[Excerpted data]
- Opening Delimiter -

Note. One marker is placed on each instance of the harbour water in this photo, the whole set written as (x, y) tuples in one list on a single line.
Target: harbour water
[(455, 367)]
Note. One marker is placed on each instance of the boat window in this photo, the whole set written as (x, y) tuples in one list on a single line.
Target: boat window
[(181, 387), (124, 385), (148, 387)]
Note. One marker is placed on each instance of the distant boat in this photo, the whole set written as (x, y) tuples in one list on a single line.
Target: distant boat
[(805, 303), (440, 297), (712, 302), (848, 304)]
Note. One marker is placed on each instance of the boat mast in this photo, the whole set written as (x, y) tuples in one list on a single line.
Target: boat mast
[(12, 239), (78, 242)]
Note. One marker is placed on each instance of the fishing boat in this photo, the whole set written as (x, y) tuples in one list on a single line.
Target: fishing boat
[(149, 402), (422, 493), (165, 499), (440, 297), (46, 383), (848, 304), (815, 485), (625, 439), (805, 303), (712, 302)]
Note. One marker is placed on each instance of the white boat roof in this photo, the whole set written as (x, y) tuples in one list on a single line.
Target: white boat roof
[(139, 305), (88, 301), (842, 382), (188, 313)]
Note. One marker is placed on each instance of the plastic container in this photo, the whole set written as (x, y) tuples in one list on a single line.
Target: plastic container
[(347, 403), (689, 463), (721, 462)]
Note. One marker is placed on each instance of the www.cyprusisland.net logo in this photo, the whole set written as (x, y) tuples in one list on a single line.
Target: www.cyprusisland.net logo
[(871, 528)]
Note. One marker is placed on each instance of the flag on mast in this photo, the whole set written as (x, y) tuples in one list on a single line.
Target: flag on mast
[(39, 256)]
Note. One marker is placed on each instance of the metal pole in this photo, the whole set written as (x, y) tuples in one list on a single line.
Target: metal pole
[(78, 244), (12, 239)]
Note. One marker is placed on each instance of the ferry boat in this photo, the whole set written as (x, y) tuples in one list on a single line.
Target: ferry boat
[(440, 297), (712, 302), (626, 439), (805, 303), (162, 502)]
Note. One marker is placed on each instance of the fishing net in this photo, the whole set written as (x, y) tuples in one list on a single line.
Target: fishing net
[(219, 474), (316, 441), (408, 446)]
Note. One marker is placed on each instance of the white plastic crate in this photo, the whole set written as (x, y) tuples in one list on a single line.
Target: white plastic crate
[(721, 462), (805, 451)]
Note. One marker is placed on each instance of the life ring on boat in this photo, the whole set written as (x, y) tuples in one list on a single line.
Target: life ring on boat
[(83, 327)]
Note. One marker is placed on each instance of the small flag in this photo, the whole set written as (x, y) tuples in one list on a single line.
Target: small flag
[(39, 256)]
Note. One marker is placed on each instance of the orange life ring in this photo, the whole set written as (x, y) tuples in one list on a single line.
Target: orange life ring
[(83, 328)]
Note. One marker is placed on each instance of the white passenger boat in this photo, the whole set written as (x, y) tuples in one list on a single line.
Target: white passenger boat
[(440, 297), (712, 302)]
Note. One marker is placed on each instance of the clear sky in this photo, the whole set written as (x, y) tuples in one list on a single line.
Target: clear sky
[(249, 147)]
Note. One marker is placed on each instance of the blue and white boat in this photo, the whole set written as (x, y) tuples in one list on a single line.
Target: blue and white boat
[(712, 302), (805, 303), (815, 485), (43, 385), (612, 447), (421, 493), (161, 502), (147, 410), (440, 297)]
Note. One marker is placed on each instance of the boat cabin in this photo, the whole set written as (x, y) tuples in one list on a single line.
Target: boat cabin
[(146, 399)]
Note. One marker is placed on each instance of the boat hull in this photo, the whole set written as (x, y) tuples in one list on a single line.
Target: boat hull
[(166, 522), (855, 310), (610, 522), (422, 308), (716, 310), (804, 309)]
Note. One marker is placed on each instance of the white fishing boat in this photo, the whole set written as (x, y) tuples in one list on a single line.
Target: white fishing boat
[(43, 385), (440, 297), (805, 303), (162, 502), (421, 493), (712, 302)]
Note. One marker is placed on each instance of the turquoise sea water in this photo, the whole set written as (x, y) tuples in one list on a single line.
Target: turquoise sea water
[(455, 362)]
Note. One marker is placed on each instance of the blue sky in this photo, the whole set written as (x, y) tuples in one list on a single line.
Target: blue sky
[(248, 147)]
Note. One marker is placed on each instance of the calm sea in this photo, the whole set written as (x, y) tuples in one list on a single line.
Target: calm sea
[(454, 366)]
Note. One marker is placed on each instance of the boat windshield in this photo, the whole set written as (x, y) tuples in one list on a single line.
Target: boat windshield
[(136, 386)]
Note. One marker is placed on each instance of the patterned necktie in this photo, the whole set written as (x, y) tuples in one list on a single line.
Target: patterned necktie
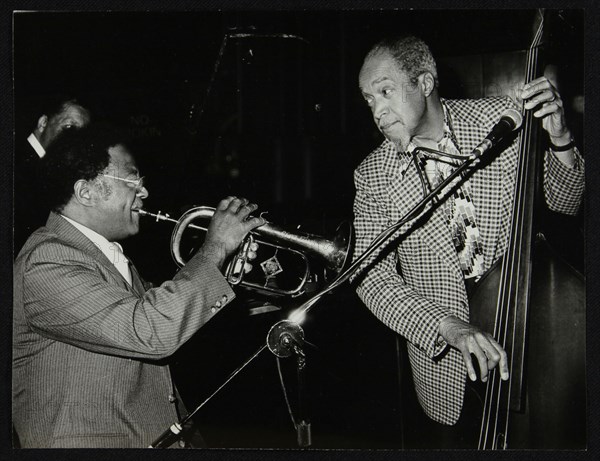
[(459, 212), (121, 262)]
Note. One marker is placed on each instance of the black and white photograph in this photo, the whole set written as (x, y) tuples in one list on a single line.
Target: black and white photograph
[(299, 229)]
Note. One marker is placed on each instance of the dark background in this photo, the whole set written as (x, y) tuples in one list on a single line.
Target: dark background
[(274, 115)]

- Closing Delimiter -
- Opening Delimiter -

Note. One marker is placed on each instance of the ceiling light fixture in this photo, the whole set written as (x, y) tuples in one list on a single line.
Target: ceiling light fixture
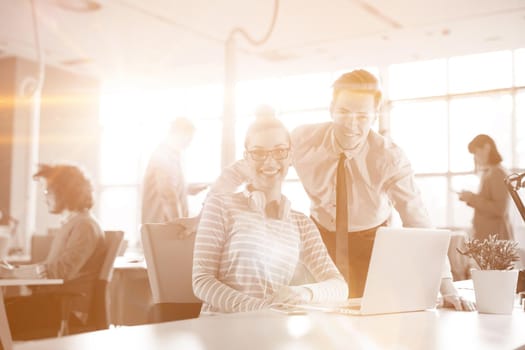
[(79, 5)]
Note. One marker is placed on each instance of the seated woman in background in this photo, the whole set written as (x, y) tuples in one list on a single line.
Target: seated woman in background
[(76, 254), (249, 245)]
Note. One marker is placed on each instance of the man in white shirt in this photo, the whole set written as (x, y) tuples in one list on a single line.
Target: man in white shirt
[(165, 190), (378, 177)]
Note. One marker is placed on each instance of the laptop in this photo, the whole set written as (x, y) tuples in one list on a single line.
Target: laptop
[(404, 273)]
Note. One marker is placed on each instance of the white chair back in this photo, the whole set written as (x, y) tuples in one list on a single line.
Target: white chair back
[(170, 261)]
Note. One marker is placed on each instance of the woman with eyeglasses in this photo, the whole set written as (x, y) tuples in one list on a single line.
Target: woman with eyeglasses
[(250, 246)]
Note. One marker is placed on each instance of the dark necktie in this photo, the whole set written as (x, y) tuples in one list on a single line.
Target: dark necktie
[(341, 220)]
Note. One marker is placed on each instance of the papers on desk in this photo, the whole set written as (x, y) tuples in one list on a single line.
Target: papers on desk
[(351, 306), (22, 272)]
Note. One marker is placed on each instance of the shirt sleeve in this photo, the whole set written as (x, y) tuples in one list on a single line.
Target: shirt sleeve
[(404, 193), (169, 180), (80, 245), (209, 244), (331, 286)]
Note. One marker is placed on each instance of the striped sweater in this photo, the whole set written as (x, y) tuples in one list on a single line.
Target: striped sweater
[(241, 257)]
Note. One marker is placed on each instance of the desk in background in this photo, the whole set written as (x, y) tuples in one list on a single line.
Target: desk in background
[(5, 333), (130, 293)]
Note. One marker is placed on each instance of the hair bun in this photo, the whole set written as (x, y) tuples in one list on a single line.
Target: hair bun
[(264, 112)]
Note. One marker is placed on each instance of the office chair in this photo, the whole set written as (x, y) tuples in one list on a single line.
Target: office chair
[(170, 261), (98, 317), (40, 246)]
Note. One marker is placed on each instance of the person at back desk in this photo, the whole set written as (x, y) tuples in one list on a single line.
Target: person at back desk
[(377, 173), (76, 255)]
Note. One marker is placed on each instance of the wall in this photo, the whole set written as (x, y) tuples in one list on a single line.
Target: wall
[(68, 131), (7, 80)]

- Closing Delimiter -
- Opening Delimiter -

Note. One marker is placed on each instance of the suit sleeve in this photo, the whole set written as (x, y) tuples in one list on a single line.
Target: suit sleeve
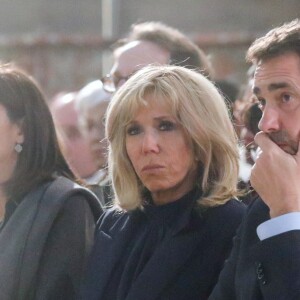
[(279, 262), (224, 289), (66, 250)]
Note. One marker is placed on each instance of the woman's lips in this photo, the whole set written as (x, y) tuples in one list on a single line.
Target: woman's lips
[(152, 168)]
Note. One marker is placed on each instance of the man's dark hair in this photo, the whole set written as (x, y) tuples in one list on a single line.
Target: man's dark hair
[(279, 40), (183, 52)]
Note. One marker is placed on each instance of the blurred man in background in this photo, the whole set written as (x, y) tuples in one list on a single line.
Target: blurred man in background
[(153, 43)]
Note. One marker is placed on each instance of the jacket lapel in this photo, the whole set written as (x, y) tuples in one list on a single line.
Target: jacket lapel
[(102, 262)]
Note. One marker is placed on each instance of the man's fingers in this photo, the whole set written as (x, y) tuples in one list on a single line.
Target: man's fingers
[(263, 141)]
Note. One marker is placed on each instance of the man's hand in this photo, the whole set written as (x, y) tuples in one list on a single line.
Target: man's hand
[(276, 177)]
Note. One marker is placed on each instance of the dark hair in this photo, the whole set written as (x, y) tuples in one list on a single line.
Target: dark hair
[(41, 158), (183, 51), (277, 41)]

- Closing Delimiter -

[About this task]
Reproduce only the lines above, starting at the line with "Note. One marker is placed on each instance of the harbour" and ending at the line with "the boat window", exactly as written.

[Written reply]
Note. One marker is placed on each instance of the harbour water in this photo, the whole set written as (x, y) tuples in one list on a single line.
Target: harbour water
[(455, 367)]
Note. One marker is placed on each instance of the boat window in this photo, the whole set written as (x, y) tuples in one list on a single line.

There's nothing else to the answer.